# Better DS3 - An alternative to Motionjoy Config



## IBNobody (Jun 27, 2013)

If you use your Dual Shock 3 (or nav controller) on the PC, you're probably using MotionJoy drivers. Motionjoy's UI is riddled with ads, crashes frequently, requires an internet connection, and is lacking some basic features.

I stumbled on a utility called "Better DS3" the other day, and I'm very impressed.

http://betterds3.ciebiera.net/

Better DS3 is an improved driver configuration tool for MotionJoy. While it still uses MotionJoy's drivers (and requires MotionJoy to be installed), it provides a much cleaner interface. It's very stable, too.

I'm currently using my nav controller and Better DS3 to play Aquaria on the PC. It's a godsend.



Spoiler: Here are some screenshots of Better DS3


----------



## kehkou (Jun 27, 2013)

Good find! Cant wait to put it to use!


----------



## spotanjo3 (Nov 28, 2013)

It works!!! It is so much better than MotionJoy. I hate ads.. Yay, no more ads!!! good finding, thanks!


----------



## kmno (Dec 4, 2013)

I have a question, can I use a different controler (one bought for use for the PS3 but third party) with motion joy?


----------



## spotanjo3 (Dec 17, 2013)

No one answered this person's question ?

Anyway, good question. You can try and see if the third party works. I dont like the third party controllers. Its cheap, I know.


----------
============================================================
* DESCRIPTION OF THE TASK *
Translate this sentence from the Better DS3 thread into Spanish: "Better DS3 is an improved driver configuration tool for MotionJoy." The records can be left aside.

* SUPPLIED INFORMATION *
============================================================
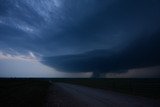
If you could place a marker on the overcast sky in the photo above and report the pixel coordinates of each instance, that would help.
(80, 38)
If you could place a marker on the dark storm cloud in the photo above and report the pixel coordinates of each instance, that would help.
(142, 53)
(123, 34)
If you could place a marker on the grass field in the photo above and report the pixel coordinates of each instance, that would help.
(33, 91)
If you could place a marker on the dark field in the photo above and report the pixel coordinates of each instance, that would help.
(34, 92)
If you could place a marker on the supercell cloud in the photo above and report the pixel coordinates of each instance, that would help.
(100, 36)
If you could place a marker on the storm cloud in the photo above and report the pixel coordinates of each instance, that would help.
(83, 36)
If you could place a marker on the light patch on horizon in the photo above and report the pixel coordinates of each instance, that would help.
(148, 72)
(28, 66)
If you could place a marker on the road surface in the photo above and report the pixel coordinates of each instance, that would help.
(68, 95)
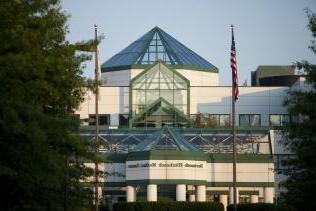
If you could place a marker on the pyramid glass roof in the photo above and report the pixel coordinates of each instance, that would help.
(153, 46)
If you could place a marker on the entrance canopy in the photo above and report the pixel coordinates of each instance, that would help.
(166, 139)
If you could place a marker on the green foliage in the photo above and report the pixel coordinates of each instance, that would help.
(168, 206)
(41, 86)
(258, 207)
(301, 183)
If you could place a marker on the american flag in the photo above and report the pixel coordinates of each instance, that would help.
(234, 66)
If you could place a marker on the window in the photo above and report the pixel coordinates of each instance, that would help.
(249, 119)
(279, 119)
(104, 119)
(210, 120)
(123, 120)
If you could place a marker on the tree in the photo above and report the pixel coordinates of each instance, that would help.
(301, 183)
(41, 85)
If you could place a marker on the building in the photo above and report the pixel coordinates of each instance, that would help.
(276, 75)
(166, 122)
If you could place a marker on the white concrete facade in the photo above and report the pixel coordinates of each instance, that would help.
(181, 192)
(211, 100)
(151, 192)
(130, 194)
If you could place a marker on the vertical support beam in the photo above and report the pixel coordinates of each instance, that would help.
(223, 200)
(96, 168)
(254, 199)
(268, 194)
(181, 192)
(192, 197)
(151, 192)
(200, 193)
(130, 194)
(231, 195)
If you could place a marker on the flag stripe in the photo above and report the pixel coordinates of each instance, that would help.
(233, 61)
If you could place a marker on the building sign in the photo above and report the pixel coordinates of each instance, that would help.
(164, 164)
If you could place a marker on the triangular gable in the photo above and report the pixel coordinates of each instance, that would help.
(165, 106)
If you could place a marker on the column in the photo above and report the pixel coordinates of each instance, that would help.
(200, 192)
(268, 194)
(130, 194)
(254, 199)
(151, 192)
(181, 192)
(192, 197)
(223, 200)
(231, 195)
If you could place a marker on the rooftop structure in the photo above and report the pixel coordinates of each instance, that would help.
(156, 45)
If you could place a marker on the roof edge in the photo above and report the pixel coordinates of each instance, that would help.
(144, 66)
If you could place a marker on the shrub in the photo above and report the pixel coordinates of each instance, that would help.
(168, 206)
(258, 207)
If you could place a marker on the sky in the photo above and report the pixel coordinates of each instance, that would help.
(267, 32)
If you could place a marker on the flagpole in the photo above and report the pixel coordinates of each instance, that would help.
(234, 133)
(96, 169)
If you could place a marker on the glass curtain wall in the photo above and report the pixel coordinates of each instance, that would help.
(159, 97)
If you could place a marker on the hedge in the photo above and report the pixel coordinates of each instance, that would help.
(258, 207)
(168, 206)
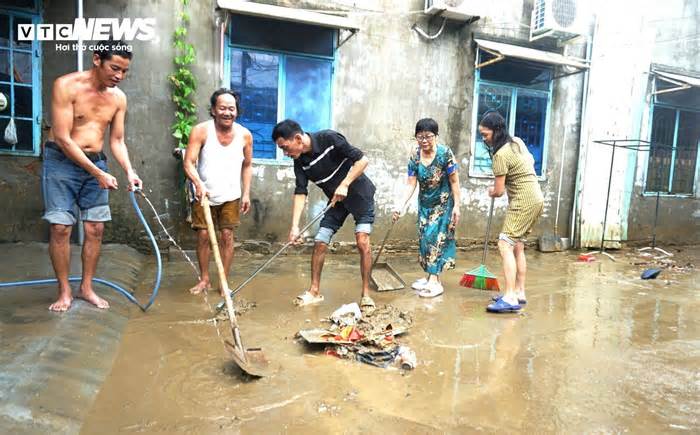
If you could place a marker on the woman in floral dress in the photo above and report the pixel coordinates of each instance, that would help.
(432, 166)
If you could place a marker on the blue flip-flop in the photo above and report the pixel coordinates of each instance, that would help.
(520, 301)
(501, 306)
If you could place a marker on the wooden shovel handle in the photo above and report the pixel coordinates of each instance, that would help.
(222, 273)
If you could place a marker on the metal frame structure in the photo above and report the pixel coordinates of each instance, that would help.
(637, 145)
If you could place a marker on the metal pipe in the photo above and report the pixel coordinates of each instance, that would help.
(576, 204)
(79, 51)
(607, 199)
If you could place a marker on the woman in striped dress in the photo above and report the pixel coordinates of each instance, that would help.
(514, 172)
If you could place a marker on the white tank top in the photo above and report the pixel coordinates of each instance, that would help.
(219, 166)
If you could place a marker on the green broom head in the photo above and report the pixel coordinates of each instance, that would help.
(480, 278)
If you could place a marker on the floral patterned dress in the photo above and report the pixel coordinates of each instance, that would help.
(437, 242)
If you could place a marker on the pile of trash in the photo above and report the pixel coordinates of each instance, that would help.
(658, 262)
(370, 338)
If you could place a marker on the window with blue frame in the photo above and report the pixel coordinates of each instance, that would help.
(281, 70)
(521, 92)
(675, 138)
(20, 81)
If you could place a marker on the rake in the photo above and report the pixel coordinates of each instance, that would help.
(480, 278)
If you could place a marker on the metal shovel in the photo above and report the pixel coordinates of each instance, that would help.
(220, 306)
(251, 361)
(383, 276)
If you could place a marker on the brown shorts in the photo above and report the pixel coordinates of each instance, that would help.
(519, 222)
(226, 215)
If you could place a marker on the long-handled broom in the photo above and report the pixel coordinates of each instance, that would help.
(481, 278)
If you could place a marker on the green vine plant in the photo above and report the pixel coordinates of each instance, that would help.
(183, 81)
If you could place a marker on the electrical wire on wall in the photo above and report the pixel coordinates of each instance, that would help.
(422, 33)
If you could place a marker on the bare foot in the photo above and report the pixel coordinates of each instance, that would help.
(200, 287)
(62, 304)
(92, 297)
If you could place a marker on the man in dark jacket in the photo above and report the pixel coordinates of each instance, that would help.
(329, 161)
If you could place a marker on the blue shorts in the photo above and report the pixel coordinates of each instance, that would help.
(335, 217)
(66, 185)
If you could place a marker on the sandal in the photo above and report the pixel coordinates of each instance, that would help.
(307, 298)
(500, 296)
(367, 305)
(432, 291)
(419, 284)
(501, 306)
============================================================
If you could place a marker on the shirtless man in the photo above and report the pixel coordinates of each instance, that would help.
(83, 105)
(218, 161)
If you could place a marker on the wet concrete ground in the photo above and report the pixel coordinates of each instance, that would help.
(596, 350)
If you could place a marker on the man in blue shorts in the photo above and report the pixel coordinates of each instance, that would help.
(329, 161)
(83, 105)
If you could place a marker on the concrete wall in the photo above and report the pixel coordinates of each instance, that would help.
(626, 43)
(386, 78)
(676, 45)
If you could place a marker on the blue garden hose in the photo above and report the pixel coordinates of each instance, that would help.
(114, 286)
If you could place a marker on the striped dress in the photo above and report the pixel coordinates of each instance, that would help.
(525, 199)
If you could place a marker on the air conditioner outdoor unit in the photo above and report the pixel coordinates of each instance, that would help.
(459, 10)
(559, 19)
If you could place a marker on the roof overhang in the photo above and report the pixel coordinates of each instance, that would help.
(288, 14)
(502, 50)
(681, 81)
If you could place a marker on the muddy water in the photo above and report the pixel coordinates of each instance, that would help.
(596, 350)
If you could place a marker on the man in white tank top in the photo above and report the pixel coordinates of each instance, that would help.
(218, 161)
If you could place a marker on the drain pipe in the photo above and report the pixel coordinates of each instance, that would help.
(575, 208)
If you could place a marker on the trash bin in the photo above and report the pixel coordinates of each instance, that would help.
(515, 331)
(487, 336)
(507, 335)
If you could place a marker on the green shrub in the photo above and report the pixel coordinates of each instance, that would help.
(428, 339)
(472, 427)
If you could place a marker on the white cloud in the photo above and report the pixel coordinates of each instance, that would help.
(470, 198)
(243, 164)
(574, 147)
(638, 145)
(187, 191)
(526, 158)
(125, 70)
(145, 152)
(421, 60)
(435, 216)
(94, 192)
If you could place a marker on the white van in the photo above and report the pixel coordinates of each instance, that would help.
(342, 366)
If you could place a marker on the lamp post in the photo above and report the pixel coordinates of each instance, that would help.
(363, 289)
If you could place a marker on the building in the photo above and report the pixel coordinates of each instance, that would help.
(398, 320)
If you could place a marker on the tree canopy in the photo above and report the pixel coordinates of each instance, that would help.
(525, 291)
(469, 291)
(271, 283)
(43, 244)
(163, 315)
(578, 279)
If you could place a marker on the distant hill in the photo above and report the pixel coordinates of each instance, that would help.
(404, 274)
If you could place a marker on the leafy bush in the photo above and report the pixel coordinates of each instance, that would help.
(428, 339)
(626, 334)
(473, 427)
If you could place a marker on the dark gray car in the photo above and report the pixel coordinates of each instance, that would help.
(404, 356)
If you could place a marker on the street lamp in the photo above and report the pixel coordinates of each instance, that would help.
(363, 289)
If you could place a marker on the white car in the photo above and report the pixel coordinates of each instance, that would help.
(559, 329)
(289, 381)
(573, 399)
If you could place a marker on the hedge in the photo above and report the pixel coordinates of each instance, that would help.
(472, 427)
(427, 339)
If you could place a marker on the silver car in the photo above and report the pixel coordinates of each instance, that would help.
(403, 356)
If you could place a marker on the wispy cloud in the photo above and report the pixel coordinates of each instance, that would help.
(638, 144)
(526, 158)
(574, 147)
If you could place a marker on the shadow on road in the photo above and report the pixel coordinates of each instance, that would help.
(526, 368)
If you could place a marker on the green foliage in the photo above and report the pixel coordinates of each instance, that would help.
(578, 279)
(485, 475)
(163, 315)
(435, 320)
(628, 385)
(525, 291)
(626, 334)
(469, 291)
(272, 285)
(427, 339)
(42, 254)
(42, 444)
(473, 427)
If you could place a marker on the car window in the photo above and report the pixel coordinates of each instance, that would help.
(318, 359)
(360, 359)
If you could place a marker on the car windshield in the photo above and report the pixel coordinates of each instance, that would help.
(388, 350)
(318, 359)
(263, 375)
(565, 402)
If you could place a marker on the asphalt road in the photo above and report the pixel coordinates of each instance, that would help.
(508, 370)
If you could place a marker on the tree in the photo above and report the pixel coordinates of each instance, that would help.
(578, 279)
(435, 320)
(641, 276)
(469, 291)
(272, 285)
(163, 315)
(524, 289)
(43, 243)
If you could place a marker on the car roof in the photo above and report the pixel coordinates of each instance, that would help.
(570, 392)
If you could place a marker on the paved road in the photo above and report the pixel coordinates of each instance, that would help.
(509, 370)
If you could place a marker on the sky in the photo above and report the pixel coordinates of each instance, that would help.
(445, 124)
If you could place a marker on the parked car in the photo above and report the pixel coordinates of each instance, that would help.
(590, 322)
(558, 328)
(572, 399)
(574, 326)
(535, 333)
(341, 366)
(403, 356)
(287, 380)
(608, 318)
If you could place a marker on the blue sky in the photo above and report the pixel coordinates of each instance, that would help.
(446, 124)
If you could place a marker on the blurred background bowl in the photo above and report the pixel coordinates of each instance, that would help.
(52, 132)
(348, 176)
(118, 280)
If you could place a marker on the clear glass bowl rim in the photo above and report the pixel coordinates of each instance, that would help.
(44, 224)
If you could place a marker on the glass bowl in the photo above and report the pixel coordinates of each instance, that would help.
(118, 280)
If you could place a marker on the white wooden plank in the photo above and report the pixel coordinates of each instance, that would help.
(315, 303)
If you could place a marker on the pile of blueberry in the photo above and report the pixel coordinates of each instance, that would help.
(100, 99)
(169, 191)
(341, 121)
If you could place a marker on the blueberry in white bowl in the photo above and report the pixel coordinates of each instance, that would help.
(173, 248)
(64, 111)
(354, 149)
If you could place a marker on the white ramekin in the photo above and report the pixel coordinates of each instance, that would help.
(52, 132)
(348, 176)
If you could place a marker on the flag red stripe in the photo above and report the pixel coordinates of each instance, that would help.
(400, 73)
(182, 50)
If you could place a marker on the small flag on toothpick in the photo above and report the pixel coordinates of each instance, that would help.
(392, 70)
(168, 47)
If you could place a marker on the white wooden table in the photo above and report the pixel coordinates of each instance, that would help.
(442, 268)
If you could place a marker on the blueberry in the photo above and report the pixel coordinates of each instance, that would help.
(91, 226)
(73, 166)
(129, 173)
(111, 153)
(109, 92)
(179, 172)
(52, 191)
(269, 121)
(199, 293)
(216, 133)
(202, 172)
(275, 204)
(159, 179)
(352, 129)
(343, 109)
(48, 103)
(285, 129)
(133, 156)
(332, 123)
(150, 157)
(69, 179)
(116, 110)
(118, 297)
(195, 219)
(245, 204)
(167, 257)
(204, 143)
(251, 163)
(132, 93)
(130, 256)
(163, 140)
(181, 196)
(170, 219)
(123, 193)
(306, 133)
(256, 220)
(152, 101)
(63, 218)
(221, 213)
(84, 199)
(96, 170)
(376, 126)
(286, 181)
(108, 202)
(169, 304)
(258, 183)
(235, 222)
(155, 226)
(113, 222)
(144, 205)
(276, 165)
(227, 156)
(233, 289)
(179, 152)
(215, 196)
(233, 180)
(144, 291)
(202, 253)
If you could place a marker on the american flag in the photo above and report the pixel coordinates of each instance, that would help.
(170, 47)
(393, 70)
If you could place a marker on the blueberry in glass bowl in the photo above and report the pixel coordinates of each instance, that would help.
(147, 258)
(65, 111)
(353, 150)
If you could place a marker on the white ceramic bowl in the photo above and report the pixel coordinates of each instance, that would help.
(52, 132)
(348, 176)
============================================================
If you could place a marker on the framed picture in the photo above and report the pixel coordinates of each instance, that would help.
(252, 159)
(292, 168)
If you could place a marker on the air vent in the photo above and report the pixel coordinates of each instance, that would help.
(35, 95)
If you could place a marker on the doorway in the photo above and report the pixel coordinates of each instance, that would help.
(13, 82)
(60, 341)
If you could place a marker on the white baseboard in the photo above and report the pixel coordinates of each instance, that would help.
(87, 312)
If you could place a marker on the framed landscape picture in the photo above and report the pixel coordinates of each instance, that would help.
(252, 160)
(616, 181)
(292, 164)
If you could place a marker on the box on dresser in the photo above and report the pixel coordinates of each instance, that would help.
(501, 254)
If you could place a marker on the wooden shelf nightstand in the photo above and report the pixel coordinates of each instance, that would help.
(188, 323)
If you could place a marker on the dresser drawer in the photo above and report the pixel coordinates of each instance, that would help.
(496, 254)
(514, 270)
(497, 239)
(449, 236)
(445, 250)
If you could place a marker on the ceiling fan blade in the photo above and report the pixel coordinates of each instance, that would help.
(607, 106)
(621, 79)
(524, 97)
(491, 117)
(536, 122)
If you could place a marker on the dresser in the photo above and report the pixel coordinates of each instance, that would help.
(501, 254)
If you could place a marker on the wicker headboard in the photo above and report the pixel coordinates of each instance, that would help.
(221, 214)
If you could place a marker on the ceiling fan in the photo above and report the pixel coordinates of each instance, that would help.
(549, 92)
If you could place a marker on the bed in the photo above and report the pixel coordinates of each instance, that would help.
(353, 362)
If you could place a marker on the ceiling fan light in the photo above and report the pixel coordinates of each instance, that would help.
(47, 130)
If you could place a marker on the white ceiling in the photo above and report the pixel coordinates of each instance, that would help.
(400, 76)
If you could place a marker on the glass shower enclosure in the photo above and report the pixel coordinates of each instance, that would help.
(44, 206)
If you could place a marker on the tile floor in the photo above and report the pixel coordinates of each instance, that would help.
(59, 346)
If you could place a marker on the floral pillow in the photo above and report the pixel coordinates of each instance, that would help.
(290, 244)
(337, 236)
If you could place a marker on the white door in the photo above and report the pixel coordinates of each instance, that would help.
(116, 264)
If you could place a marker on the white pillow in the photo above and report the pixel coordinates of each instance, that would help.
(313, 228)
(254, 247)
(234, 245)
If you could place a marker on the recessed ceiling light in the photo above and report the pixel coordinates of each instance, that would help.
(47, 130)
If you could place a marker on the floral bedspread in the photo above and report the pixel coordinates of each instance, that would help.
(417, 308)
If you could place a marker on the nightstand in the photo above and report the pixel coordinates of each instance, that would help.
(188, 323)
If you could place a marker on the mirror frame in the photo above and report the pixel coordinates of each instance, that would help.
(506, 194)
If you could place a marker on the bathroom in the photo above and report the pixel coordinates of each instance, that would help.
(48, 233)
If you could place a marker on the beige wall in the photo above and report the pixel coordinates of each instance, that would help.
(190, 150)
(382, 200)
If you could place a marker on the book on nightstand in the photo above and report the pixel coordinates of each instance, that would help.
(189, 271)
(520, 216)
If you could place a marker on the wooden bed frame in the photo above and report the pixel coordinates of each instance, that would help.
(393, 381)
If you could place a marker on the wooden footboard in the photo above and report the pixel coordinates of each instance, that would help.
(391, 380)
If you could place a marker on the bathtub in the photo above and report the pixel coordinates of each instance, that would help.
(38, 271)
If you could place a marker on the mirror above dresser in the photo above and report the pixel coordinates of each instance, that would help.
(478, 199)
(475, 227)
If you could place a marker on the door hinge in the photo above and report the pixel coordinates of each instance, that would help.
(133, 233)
============================================================
* ANSWER TO THIS EXERCISE *
Better DS3 es una herramienta mejorada de configuración de controladores para MotionJoy.